→ Task prompt: Render the lines below as a Markdown table with two columns, Row and Line. Number each row in the Row column, put the line in the Line column, and leave out any blank lines.

* BEGIN Dataset records *

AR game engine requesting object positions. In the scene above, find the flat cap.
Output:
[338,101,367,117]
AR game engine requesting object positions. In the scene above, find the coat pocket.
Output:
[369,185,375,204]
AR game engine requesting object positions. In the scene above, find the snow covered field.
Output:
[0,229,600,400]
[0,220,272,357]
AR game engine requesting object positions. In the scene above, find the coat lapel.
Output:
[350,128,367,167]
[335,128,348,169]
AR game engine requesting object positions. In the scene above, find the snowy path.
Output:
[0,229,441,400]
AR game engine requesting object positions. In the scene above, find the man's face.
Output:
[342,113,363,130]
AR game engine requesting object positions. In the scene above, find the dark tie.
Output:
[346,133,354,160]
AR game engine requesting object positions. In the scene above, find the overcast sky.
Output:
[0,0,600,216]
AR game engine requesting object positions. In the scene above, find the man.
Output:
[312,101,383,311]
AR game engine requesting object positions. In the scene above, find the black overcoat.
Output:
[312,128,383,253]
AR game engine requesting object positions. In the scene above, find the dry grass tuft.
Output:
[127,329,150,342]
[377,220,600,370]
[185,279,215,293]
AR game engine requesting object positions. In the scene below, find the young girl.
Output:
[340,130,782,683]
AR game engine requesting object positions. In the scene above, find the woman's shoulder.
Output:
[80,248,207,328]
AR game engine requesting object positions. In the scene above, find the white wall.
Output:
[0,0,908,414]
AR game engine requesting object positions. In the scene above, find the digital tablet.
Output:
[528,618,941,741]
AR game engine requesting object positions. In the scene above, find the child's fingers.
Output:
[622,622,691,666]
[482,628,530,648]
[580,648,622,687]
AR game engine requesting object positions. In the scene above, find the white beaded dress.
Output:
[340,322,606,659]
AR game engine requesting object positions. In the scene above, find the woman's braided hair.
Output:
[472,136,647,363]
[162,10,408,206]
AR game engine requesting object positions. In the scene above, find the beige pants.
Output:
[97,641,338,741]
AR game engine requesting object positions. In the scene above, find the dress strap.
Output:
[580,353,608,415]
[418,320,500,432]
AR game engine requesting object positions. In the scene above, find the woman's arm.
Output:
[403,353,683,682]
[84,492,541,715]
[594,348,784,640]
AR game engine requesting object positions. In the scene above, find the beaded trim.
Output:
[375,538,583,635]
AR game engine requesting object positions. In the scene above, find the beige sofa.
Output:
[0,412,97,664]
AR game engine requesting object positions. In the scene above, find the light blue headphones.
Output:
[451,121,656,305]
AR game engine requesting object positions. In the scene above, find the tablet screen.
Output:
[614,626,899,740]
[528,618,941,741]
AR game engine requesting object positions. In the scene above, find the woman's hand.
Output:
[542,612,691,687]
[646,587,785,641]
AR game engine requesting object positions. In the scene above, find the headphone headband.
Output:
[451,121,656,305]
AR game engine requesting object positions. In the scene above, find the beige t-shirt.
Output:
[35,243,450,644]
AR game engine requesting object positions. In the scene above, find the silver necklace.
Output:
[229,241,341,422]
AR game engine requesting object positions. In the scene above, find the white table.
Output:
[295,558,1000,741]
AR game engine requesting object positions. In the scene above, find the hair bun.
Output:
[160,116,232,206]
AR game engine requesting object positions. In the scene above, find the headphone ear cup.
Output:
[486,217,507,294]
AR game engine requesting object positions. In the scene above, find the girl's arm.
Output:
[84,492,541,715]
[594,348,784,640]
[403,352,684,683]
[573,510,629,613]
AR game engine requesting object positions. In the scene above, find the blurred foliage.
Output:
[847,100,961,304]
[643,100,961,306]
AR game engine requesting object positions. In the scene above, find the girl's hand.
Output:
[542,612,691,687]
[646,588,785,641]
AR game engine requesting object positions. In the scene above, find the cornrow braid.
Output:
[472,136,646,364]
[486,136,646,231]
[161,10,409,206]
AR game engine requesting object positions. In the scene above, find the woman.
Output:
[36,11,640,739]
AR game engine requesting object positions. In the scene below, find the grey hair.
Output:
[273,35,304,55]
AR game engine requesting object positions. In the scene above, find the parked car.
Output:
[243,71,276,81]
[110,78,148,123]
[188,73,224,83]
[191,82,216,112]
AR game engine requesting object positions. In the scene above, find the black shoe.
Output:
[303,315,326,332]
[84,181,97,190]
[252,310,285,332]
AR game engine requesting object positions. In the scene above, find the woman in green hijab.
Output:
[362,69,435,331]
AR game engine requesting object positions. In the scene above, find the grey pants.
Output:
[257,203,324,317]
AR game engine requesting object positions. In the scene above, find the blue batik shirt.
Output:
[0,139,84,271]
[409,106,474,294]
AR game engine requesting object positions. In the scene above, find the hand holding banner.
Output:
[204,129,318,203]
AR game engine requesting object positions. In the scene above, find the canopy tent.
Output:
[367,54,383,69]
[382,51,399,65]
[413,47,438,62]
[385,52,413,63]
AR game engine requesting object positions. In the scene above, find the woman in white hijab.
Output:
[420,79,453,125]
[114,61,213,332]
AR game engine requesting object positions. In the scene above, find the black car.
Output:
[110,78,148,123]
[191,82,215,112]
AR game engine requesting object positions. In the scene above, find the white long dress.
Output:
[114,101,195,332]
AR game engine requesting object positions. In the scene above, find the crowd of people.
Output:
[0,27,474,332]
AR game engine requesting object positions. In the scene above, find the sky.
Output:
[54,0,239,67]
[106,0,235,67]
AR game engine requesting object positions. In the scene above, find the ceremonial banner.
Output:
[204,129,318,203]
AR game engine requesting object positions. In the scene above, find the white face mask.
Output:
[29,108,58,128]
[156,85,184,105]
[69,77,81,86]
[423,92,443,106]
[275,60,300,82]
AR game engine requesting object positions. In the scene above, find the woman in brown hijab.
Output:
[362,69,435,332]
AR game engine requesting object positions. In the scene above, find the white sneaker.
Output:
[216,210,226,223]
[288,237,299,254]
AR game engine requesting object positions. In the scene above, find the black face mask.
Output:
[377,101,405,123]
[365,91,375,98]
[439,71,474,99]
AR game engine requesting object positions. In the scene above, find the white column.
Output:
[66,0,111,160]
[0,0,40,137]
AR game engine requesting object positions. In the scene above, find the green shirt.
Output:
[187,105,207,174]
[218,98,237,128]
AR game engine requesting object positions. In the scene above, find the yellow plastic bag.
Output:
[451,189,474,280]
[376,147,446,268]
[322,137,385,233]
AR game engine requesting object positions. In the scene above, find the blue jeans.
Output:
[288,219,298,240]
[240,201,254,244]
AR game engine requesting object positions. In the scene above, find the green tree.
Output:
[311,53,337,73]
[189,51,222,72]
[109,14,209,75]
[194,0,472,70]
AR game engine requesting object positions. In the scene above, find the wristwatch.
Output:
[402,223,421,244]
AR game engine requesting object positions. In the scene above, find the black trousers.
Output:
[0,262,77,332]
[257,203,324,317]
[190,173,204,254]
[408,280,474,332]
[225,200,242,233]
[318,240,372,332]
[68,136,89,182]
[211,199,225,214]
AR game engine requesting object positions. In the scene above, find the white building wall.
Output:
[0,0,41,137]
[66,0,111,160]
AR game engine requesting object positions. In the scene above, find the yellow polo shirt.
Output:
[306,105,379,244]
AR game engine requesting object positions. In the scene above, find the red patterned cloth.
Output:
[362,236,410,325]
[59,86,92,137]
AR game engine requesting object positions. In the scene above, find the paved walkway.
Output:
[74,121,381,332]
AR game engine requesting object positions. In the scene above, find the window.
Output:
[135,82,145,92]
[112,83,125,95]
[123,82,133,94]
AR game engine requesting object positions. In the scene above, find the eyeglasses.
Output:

* END Dataset records *

→ Output below:
| Row | Line |
|---|---|
| 1 | AR game engine requesting object positions. In the scene above, find the flat cap. |
| 2 | Output: |
| 3 | [338,101,367,117] |
| 4 | AR game engine requesting object positions. In the scene above, find the coat pocket. |
| 5 | Output: |
| 6 | [369,185,375,204] |
| 7 | AR game engine requesting object positions. In the scene above, find the snow covered field. |
| 8 | Output: |
| 9 | [0,229,600,400] |
| 10 | [0,220,272,357] |
| 11 | AR game engine requesting object positions. In the scene above, find the coat lapel. |
| 12 | Output: |
| 13 | [350,128,367,167] |
| 14 | [335,128,348,169] |
| 15 | AR game engine requesting object positions. In the scene above, find the snowy path. |
| 16 | Output: |
| 17 | [0,229,441,400] |
| 18 | AR game engine requesting object positions. In the scene above, find the man's face. |
| 19 | Output: |
| 20 | [342,113,363,130] |
| 21 | AR game engine requesting object positions. In the scene above, find the dark tie. |
| 22 | Output: |
| 23 | [346,133,354,160] |
| 24 | AR game engine requesting object positions. In the scene above, find the overcast sky. |
| 25 | Output: |
| 26 | [0,0,600,216] |
| 27 | AR game engine requesting object positions. In the scene above, find the man. |
| 28 | Output: |
| 29 | [312,101,383,311] |
| 30 | AR game engine requesting object positions. In the scene above, find the black overcoat. |
| 31 | Output: |
| 32 | [312,128,383,253] |
| 33 | AR game engine requesting object positions. In the scene above, find the dry grass tuft. |
| 34 | Output: |
| 35 | [127,329,150,342] |
| 36 | [377,220,600,370] |
| 37 | [185,279,215,293] |
| 38 | AR game engine requesting object positions. In the scene below, find the young girl. |
| 39 | Output: |
| 40 | [340,130,782,683] |
| 41 | AR game engine requesting object positions. In the scene above, find the woman's shoulder. |
| 42 | Output: |
| 43 | [80,248,207,328] |
| 44 | AR game engine requesting object positions. In the scene above, find the white wall. |
| 45 | Output: |
| 46 | [0,0,908,414] |
| 47 | AR game engine requesting object positions. In the scene above, find the digital tablet. |
| 48 | Output: |
| 49 | [528,618,941,741] |
| 50 | AR game engine requesting object positions. In the scene above, find the child's fingers. |
| 51 | Output: |
| 52 | [622,622,691,666] |
| 53 | [482,628,530,648] |
| 54 | [580,648,622,687] |
| 55 | AR game engine requesting object positions. In the scene above, find the white beaded dress. |
| 56 | Output: |
| 57 | [340,322,606,659] |
| 58 | AR game engine requesting object positions. In the scene above, find the woman's braided hair. |
| 59 | Output: |
| 60 | [472,136,647,363] |
| 61 | [162,10,408,206] |
| 62 | AR game engine requesting object positions. In the scene above, find the beige pants. |
| 63 | Output: |
| 64 | [97,641,338,741] |
| 65 | AR game engine requesting object positions. In the scene above, find the dress strap. |
| 66 | Output: |
| 67 | [580,353,608,415] |
| 68 | [418,320,500,432] |
| 69 | AR game engine requesting object positions. In the scene above, find the woman's arm. |
| 70 | Output: |
| 71 | [403,353,683,682] |
| 72 | [84,492,541,715] |
| 73 | [594,348,784,640] |
| 74 | AR game engine requesting object positions. In the scene above, find the beaded trim. |
| 75 | Output: |
| 76 | [375,538,583,635] |
| 77 | AR game engine requesting object positions. In the scene above, find the beige sofa. |
| 78 | Output: |
| 79 | [0,412,97,664] |
| 80 | AR game engine requesting object positions. In the scene above, find the light blue headphones. |
| 81 | Output: |
| 82 | [451,121,656,305] |
| 83 | AR game engine requesting object positions. In the scene above, find the tablet screen. |
| 84 | Output: |
| 85 | [614,626,899,740] |
| 86 | [528,618,941,741] |
| 87 | AR game engine requesting object positions. In the scene above, find the woman's hand. |
| 88 | Output: |
| 89 | [542,612,691,687] |
| 90 | [646,587,785,641] |
| 91 | AR game engine requesting object positions. In the scene above, find the headphone headband. |
| 92 | Output: |
| 93 | [451,121,656,305] |
| 94 | AR game engine requesting object positions. In the scene above, find the beige t-shirt. |
| 95 | Output: |
| 96 | [35,243,450,644] |
| 97 | AR game engine requesting object positions. In the scene above, find the silver necklace. |
| 98 | Output: |
| 99 | [229,241,341,422] |
| 100 | AR game engine requesting object positions. In the scene above, find the white table. |
| 101 | Output: |
| 102 | [295,558,1000,741] |
| 103 | AR game engine requesting object positions. In the scene above, find the hair bun. |
| 104 | Output: |
| 105 | [160,116,232,206] |
| 106 | AR game engine requesting object positions. In the scene above, find the headphone ear cup. |
| 107 | Output: |
| 108 | [486,217,507,294] |
| 109 | AR game engine requesting object positions. In the scene above, find the girl's arm. |
| 110 | Output: |
| 111 | [84,492,541,715] |
| 112 | [594,348,784,640] |
| 113 | [403,352,684,683] |
| 114 | [573,510,629,613] |
| 115 | AR game engine requesting object positions. In the scene above, find the blurred foliage. |
| 116 | Output: |
| 117 | [847,100,961,304] |
| 118 | [643,100,961,306] |
| 119 | AR game engine requesting object positions. In the scene above, find the girl's hand. |
| 120 | Output: |
| 121 | [542,612,691,687] |
| 122 | [646,588,785,641] |
| 123 | AR game engine requesting object positions. In the scene above, find the cornrow braid. |
| 124 | Output: |
| 125 | [472,136,646,364] |
| 126 | [486,136,646,231] |
| 127 | [161,10,409,206] |
| 128 | AR game engine requesting object positions. In the scene above, find the woman. |
| 129 | Output: |
| 130 | [36,11,640,739] |
| 131 | AR game engine requesting object positions. In the scene below, find the grey hair. |
| 132 | Output: |
| 133 | [273,35,304,55] |
| 134 | AR game engine requesting object positions. In the scene above, find the parked car. |
| 135 | Output: |
| 136 | [243,71,276,81] |
| 137 | [110,78,148,123] |
| 138 | [188,73,224,83] |
| 139 | [191,82,216,112] |
| 140 | AR game engine requesting object positions. In the scene above, find the black shoe. |
| 141 | Output: |
| 142 | [303,315,326,332] |
| 143 | [84,181,97,190] |
| 144 | [252,310,285,332] |
| 145 | AR game engine requesting object positions. In the scene above, find the woman in green hijab. |
| 146 | Output: |
| 147 | [362,69,435,331] |
| 148 | AR game engine requesting object positions. In the scene above, find the grey pants. |
| 149 | Output: |
| 150 | [257,203,324,317] |
| 151 | AR game engine requesting object positions. In the scene above, find the blue batik shirt. |
| 152 | Output: |
| 153 | [0,139,84,271] |
| 154 | [409,106,474,294] |
| 155 | AR game engine requesting object positions. In the scene above, find the hand holding banner. |
| 156 | Output: |
| 157 | [204,129,318,203] |
| 158 | AR game engine requesting object positions. In the scene above, find the canopy tent. |
| 159 | Output: |
| 160 | [367,54,383,69] |
| 161 | [382,51,399,65] |
| 162 | [413,47,438,62] |
| 163 | [385,52,413,63] |
| 164 | AR game engine requesting object positions. In the scene above, find the woman in white hijab. |
| 165 | Output: |
| 166 | [420,79,453,125] |
| 167 | [114,61,213,332] |
| 168 | AR game engine requesting object positions. In the scene above, find the black car. |
| 169 | Output: |
| 170 | [110,78,148,123] |
| 171 | [191,82,215,112] |
| 172 | AR game engine requesting object positions. In the scene above, find the white long dress. |
| 173 | Output: |
| 174 | [114,101,195,332] |
| 175 | AR game engine requesting object positions. In the scene above, find the crowd of people. |
| 176 | Output: |
| 177 | [0,27,474,332] |
| 178 | AR game engine requesting object positions. In the scene above, find the sky. |
| 179 | Output: |
| 180 | [54,0,239,67] |
| 181 | [106,0,235,67] |
| 182 | AR game engine requesting object positions. In the scene above, find the ceremonial banner. |
| 183 | Output: |
| 184 | [204,129,318,203] |
| 185 | AR game engine requesting object positions. In the scene above, find the white face mask. |
| 186 | Output: |
| 187 | [29,108,58,128] |
| 188 | [156,85,184,105] |
| 189 | [69,77,81,86] |
| 190 | [423,92,443,106] |
| 191 | [275,60,300,82] |
| 192 | AR game engine requesting object positions. In the scene above, find the woman in brown hijab. |
| 193 | Output: |
| 194 | [362,69,435,332] |
| 195 | AR game engine requesting object positions. In the scene above, find the white sneaker. |
| 196 | Output: |
| 197 | [216,210,226,223] |
| 198 | [288,237,299,254] |
| 199 | AR game engine requesting object positions. In the scene above, find the black face mask. |
| 200 | Output: |
| 201 | [377,101,405,123] |
| 202 | [365,91,375,98] |
| 203 | [439,71,474,99] |
| 204 | AR game engine requesting object positions. In the scene above, find the white column. |
| 205 | Output: |
| 206 | [66,0,111,160] |
| 207 | [0,0,40,137] |
| 208 | AR game engine requesting object positions. In the scene above, find the green shirt. |
| 209 | Output: |
| 210 | [187,105,207,174] |
| 211 | [218,98,237,128] |
| 212 | AR game engine requesting object positions. In the scene above, find the yellow plastic bag. |
| 213 | Output: |
| 214 | [451,189,474,280] |
| 215 | [376,147,446,268] |
| 216 | [322,137,385,233] |
| 217 | AR game engine requesting object positions. In the scene above, find the blue jeans. |
| 218 | Output: |
| 219 | [288,219,298,240] |
| 220 | [240,201,254,244] |
| 221 | AR game engine requesting object positions. In the scene above, find the green tree. |
| 222 | Output: |
| 223 | [311,53,337,73] |
| 224 | [189,51,222,72] |
| 225 | [109,14,209,75] |
| 226 | [194,0,472,70] |
| 227 | AR game engine requesting object positions. In the scene above, find the wristwatch. |
| 228 | Output: |
| 229 | [402,223,421,244] |
| 230 | AR game engine requesting object positions. In the scene above, find the black trousers. |
| 231 | Output: |
| 232 | [0,262,77,332] |
| 233 | [257,203,324,317] |
| 234 | [190,173,204,254] |
| 235 | [408,280,474,332] |
| 236 | [225,200,242,233] |
| 237 | [318,240,372,332] |
| 238 | [68,136,89,182] |
| 239 | [211,199,225,214] |
| 240 | AR game engine requesting object positions. In the scene above, find the white building wall. |
| 241 | Output: |
| 242 | [0,0,41,137] |
| 243 | [66,0,111,160] |
| 244 | AR game engine requesting object positions. In the scene above, find the yellow polo shirt. |
| 245 | Output: |
| 246 | [306,105,379,244] |
| 247 | AR game engine requesting object positions. In the scene above, find the red patterned cloth. |
| 248 | Output: |
| 249 | [362,236,410,325] |
| 250 | [59,86,92,137] |
| 251 | AR game engine requesting object positions. In the scene above, find the paved walkway. |
| 252 | Output: |
| 253 | [74,121,381,332] |
| 254 | AR game engine requesting object positions. In the scene above, find the window. |
| 255 | Output: |
| 256 | [135,82,145,92] |
| 257 | [112,83,125,95] |
| 258 | [123,82,133,94] |
| 259 | AR game engine requesting object positions. In the scene above, find the eyeglasses. |
| 260 | Output: |